*Exercise 1*. From the hepatitis B therapy summary, list every piece of information needed when deciding whether to start or defer treatment.
*Exercise 2*. Using the hepatitis B therapy summary, explain why most patients will need long or even life-long treatment.

*Given text*.
At the 13th International Symposium on Viral Hepatitis and Liver Disease held in Washington March 20-24, 2009, invited experts presented their views on a variety of important issues related to the treatment and management of hepatitis B and C.

Dr. Anna Lok of the University of Michigan at Ann Arbor summarized her opinions on key aspects of therapy for chronic hepatitis B. Following is a summary of her remarks.

Therapy for Hepatitis B

Substantial advances have been made in the treatment of hepatitis B. However, current treatments suppress but [do] not eradicate hepatitis B virus (HBV). Therefore, most patients will require long durations if not life-long treatment to maintain virus suppression and to derive continued clinical benefit.

When to start treatment?

With better understanding of the fluctuating nature of chronic HBV infection, and improved treatment options, the question is no longer whom to treat but when should treatment be initiated. When deciding whether to start or to defer treatment, one needs to have information on the HBV replication status, and activity and stage of liver disease at the time of assessment and the predicted risk of cirrhosis and hepatocellular carcinoma (HCC) for that particular patient.

*Material shown*.
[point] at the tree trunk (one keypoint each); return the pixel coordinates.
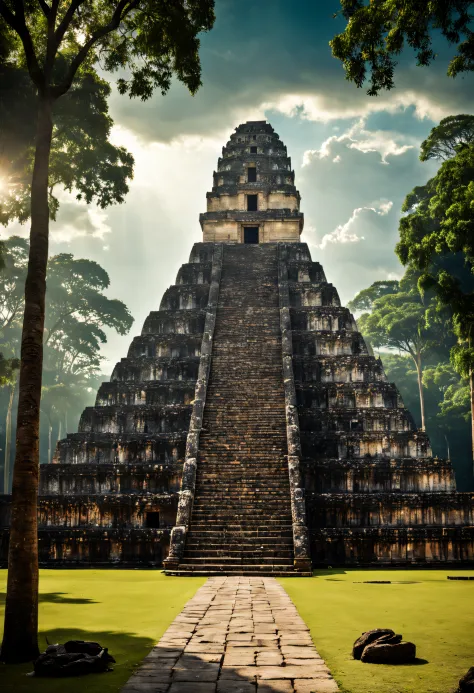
(50, 435)
(8, 440)
(471, 385)
(419, 373)
(20, 638)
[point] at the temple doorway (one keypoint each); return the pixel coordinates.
(251, 234)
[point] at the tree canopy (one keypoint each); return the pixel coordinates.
(83, 160)
(77, 310)
(445, 139)
(437, 240)
(402, 319)
(378, 30)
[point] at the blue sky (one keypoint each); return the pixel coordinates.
(355, 156)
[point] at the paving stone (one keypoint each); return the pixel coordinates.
(236, 687)
(251, 644)
(315, 686)
(192, 687)
(145, 688)
(269, 658)
(239, 658)
(198, 675)
(282, 686)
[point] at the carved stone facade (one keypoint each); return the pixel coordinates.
(250, 422)
(254, 194)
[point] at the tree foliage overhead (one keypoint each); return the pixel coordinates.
(83, 160)
(149, 41)
(378, 30)
(445, 140)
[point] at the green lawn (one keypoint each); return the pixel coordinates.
(125, 610)
(431, 611)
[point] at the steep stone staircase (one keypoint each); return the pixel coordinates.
(241, 518)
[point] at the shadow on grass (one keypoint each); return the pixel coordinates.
(56, 598)
(127, 649)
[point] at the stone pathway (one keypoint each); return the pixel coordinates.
(236, 635)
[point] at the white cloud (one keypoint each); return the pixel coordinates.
(384, 142)
(343, 233)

*Reply 1*.
- HBV replication status
- Activity of liver disease at the time of assessment
- Stage of liver disease at the time of assessment
- Predicted risk of cirrhosis and hepatocellular carcinoma (HCC) for that particular patient

*Reply 2*. Current treatments suppress hepatitis B virus (HBV) but do not eradicate it. Most patients must therefore stay on treatment for long periods, often for life, to keep the virus suppressed and to keep getting clinical benefit.